Give the entries again in full. Nothing may be altered.
======== SUPPLIED MATERIAL ========
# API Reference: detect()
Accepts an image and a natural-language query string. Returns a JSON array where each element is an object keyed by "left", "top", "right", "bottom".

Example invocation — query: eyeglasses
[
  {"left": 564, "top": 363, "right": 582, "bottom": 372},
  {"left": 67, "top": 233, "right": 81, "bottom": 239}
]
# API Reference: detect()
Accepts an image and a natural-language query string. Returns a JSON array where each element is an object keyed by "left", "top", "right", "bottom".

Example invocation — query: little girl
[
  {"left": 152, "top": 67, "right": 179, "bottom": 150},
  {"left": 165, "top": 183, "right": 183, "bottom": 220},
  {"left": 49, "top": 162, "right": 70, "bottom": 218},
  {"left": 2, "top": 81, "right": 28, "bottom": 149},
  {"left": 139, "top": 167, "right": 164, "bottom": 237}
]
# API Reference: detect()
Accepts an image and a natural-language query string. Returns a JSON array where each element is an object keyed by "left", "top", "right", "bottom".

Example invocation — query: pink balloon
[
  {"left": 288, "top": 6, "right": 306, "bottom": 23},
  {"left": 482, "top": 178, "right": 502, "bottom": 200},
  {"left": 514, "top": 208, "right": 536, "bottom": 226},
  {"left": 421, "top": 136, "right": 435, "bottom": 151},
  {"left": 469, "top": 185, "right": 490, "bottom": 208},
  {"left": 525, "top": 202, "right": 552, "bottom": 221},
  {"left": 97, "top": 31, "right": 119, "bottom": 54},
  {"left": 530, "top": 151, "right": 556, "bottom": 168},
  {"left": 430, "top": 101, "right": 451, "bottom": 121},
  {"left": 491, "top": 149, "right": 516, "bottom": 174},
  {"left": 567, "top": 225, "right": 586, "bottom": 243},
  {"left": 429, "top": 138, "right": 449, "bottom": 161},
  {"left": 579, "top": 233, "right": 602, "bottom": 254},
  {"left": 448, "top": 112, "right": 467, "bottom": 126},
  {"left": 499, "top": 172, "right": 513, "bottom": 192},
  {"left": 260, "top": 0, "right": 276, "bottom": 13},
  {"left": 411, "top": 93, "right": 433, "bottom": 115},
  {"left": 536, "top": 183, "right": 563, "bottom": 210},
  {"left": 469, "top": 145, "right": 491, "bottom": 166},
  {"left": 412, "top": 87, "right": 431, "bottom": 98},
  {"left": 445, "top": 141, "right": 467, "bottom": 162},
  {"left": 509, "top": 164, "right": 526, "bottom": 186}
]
========
COMPLETED TASK –
# API Reference: detect()
Accepts an image and a natural-language query string. Returns a JSON array where each element is an object keyed by "left", "top", "right", "bottom".

Example invocation — query: eyeglasses
[
  {"left": 564, "top": 363, "right": 582, "bottom": 372},
  {"left": 67, "top": 233, "right": 81, "bottom": 239}
]
# API Reference: detect()
Accepts an image and a natural-language query string. Returns a JSON array where each element is an object keyed by "left", "top", "right", "bottom".

Example invocation — query: little girl
[
  {"left": 152, "top": 67, "right": 179, "bottom": 150},
  {"left": 165, "top": 183, "right": 183, "bottom": 220},
  {"left": 49, "top": 162, "right": 70, "bottom": 218},
  {"left": 2, "top": 81, "right": 28, "bottom": 149},
  {"left": 139, "top": 167, "right": 164, "bottom": 237}
]
# API Reference: detect()
Accepts an image and a natural-language query string. Returns a JSON array where each element is an object keyed by "left", "top", "right", "bottom".

Example invocation — query: pink balloon
[
  {"left": 288, "top": 6, "right": 306, "bottom": 23},
  {"left": 482, "top": 178, "right": 502, "bottom": 200},
  {"left": 514, "top": 208, "right": 536, "bottom": 226},
  {"left": 421, "top": 136, "right": 435, "bottom": 151},
  {"left": 469, "top": 185, "right": 490, "bottom": 208},
  {"left": 525, "top": 202, "right": 552, "bottom": 221},
  {"left": 97, "top": 31, "right": 119, "bottom": 54},
  {"left": 530, "top": 151, "right": 556, "bottom": 168},
  {"left": 430, "top": 101, "right": 451, "bottom": 121},
  {"left": 491, "top": 149, "right": 516, "bottom": 174},
  {"left": 567, "top": 225, "right": 586, "bottom": 243},
  {"left": 429, "top": 138, "right": 449, "bottom": 161},
  {"left": 579, "top": 233, "right": 602, "bottom": 254},
  {"left": 448, "top": 112, "right": 467, "bottom": 126},
  {"left": 499, "top": 172, "right": 513, "bottom": 192},
  {"left": 260, "top": 0, "right": 276, "bottom": 13},
  {"left": 411, "top": 93, "right": 433, "bottom": 115},
  {"left": 536, "top": 183, "right": 563, "bottom": 210},
  {"left": 469, "top": 145, "right": 491, "bottom": 166},
  {"left": 412, "top": 87, "right": 431, "bottom": 98},
  {"left": 445, "top": 141, "right": 467, "bottom": 162},
  {"left": 509, "top": 164, "right": 526, "bottom": 186}
]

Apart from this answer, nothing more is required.